== MATERIAL FOR THIS EXERCISE ==

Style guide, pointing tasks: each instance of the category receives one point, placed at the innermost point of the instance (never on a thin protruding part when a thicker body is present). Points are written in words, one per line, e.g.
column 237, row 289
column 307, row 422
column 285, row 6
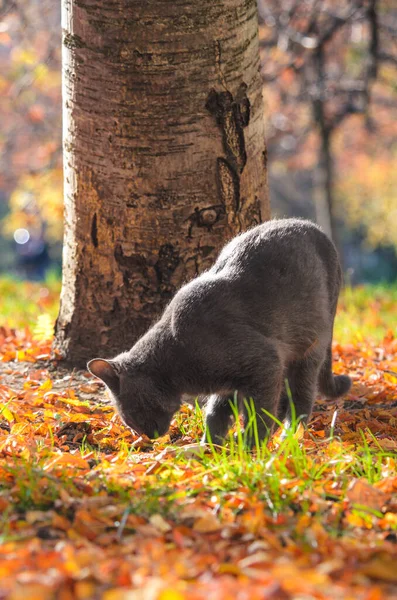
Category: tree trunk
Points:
column 164, row 157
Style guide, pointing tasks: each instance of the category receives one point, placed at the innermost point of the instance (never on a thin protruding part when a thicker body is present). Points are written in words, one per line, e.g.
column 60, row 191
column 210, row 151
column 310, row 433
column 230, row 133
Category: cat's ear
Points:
column 107, row 370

===

PROBLEM TO WORK ON: Send back exactly the lines of the listing above, beginning at the line containing "column 310, row 433" and ending with the last. Add nothing.

ANSWER SPACE:
column 310, row 433
column 230, row 133
Category: cat's ear
Points:
column 107, row 370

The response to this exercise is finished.